* Input rows:
________________________

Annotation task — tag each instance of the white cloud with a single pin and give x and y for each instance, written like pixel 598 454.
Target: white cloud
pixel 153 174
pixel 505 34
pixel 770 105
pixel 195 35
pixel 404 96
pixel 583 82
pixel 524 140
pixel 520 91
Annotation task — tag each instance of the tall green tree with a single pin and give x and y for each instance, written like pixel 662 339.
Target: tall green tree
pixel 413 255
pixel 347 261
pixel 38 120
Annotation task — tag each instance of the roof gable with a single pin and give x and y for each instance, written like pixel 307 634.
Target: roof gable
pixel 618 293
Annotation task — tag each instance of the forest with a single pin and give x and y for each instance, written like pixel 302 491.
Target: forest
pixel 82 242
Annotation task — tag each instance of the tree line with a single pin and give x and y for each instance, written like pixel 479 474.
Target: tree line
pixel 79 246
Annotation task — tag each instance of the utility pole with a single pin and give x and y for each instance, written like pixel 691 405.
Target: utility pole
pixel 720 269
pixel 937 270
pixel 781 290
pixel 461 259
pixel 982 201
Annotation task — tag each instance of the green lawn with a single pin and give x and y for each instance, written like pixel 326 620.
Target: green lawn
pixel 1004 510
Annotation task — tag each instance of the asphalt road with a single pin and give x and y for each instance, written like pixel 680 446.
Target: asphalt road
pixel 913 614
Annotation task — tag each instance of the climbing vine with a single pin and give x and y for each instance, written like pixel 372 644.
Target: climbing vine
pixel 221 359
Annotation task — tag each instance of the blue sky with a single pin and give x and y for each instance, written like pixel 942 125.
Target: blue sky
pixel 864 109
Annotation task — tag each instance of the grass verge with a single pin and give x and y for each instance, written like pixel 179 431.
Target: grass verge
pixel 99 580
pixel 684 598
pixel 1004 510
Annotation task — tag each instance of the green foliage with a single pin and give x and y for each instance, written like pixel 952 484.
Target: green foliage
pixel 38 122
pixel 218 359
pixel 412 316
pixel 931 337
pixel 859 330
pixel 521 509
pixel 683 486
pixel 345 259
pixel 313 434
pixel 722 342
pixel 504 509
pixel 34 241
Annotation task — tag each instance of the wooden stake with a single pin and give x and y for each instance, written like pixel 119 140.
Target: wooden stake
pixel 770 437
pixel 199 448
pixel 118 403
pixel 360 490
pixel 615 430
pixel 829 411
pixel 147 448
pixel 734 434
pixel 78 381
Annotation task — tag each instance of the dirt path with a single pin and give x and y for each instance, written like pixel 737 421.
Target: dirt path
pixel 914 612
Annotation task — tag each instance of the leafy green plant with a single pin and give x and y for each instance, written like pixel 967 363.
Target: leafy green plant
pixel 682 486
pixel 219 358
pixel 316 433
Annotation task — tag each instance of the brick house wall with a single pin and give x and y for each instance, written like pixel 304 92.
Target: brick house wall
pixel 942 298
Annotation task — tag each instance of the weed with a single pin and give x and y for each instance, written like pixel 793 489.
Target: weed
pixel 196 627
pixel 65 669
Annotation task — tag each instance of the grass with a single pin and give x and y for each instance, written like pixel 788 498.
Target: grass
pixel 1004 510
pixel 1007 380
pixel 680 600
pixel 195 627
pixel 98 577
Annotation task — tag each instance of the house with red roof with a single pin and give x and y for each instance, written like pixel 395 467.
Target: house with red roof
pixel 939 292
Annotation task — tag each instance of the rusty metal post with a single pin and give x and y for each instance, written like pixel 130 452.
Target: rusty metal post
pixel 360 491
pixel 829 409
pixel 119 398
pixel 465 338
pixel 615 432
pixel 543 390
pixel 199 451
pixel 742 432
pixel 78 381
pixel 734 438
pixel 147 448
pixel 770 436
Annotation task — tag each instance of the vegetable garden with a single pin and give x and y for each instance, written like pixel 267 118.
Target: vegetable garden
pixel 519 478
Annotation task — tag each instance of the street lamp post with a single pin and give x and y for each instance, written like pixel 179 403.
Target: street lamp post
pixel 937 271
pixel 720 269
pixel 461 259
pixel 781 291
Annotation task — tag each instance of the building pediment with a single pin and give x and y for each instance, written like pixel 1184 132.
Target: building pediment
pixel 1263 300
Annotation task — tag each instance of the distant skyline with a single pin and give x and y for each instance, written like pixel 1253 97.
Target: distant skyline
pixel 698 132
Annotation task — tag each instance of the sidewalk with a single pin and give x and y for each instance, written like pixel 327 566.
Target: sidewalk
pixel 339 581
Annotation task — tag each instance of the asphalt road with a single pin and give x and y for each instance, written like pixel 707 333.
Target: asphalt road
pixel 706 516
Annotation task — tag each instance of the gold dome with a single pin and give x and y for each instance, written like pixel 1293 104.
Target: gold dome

________________________

Please rewrite all of the rows above as a numbered list, leaving out any blank lines.

1. Annotation task — tag each instance of the white cloud with a single pin and give x and y for each instance, written like pixel 598 454.
2. Target: white cloud
3. pixel 153 174
4. pixel 505 34
5. pixel 770 105
6. pixel 195 35
7. pixel 404 96
8. pixel 583 82
9. pixel 524 140
10. pixel 520 91
11. Annotation task — tag each instance of the tall green tree with a single pin and give x and y for each instance, written like pixel 662 339.
12. Target: tall green tree
13. pixel 413 255
14. pixel 347 261
15. pixel 38 120
16. Annotation task — tag each instance of the roof gable with a single pin and give x and y for each instance, written like pixel 307 634.
17. Target: roof gable
18. pixel 618 293
19. Annotation task — tag each instance of the forest with a single pin and give x and y for each instance, written like pixel 302 491.
20. Target: forest
21. pixel 82 242
22. Annotation task — tag each instance of the tree line with a single pin and give x and y for each instance, written like pixel 479 474.
23. Target: tree line
24. pixel 79 246
25. Annotation task — tag each instance of the utility pole with a single pin and give x and y for each instance, written like pixel 691 405.
26. Target: utility pole
27. pixel 720 269
28. pixel 937 270
29. pixel 781 290
30. pixel 461 259
31. pixel 982 201
32. Annotation task — tag each instance of the green lawn with a single pin and give x and y for each instance, written like pixel 326 620.
33. Target: green lawn
34. pixel 1004 510
35. Annotation task — tag each instance of the asphalt road with a single pin and give x and y for each instance, written like pixel 680 446.
36. Target: asphalt road
37. pixel 913 614
38. Annotation task — tag each instance of the climbing vine with a single pin and give x and y for each instance, written like pixel 372 644.
39. Target: climbing vine
40. pixel 221 359
41. Annotation task — tag each instance of the blue sky with a single pin and give x and y for each instance, written like pixel 942 125.
42. Target: blue sky
43. pixel 864 109
44. Annotation task — tag each instance of the grass verge with a single pin and give x and y for each instance, written like pixel 179 431.
45. Target: grass verge
46. pixel 99 580
47. pixel 684 598
48. pixel 1004 510
49. Annotation task — tag each instance of the green foliage with a single pin and give x and y for each instance, written like pixel 952 484.
50. Target: green foliage
51. pixel 38 122
52. pixel 218 359
53. pixel 412 316
54. pixel 931 337
55. pixel 859 330
56. pixel 521 509
57. pixel 683 486
58. pixel 345 259
59. pixel 313 434
60. pixel 722 342
61. pixel 504 509
62. pixel 34 241
63. Annotation task — tag each instance of the wooden stake with a single pin and give x and y for each instance, written like pixel 119 140.
64. Target: wooden stake
65. pixel 770 437
66. pixel 199 448
67. pixel 118 403
68. pixel 360 490
69. pixel 615 430
70. pixel 829 411
71. pixel 147 448
72. pixel 734 434
73. pixel 78 381
74. Annotation task — tag each instance of the dirt path with a single pin and give x and y for each instance, written like pixel 737 421.
75. Target: dirt path
76. pixel 914 612
77. Annotation task — tag each instance of the leafy green plant with a single pin and give x and y for each instance, written like pixel 967 363.
78. Target: leafy green plant
79. pixel 682 486
80. pixel 219 358
81. pixel 316 433
82. Annotation task — tag each instance of the brick house wall with a single pin and give x and y for each instance, written like pixel 304 92.
83. Target: brick house wall
84. pixel 942 298
85. Annotation task — tag each instance of the weed with a single pin and give x and y for each instance, written like pixel 793 489.
86. Target: weed
87. pixel 196 627
88. pixel 65 669
89. Annotation task — tag each instance of the grass with a single pin and give x and y for each instance, written like pixel 788 498.
90. Target: grass
91. pixel 1004 510
92. pixel 1007 380
93. pixel 680 600
94. pixel 195 627
95. pixel 98 577
96. Annotation task — tag each instance of the house with red roof with a single pin and give x and y for each instance, written like pixel 395 467.
97. Target: house with red roof
98. pixel 939 292
99. Annotation task — tag each instance of the rusty metal post with a single pin and give x and y for each instance, written like pixel 130 452.
100. Target: rusty metal post
101. pixel 360 491
102. pixel 829 409
103. pixel 119 398
104. pixel 465 338
105. pixel 615 432
106. pixel 543 390
107. pixel 199 451
108. pixel 742 432
109. pixel 78 381
110. pixel 734 438
111. pixel 147 448
112. pixel 770 436
113. Annotation task — tag each instance of the vegetable garden with a single pin and give x and y for each instance, written like pixel 267 118.
114. Target: vegetable garden
115. pixel 519 478
116. Annotation task — tag each instance of the street lamp post with a single pin and give x and y for each instance, written like pixel 179 403.
117. Target: street lamp post
118. pixel 937 271
119. pixel 720 269
120. pixel 461 259
121. pixel 781 291
122. Annotation task — tag each instance of the building pediment with a single pin and give x and y for each instance, written like pixel 1184 132.
123. Target: building pediment
124. pixel 1263 300
125. Annotation task — tag each instance of the distant skyline with a single pin and give x and y for each instance, written like pixel 1253 97.
126. Target: distant skyline
127. pixel 698 132
128. Annotation task — tag each instance of the sidewalk with a single pin and give x and y for each instance, written like pixel 327 566.
129. Target: sidewalk
130. pixel 339 581
131. Annotation task — tag each instance of the asphalt road with a single pin and give x and y for each instance, written like pixel 707 333.
132. Target: asphalt road
133. pixel 706 516
134. Annotation task — tag each instance of the gold dome with a single pin and give x and y for each instance, written like pixel 1293 104.
135. Target: gold dome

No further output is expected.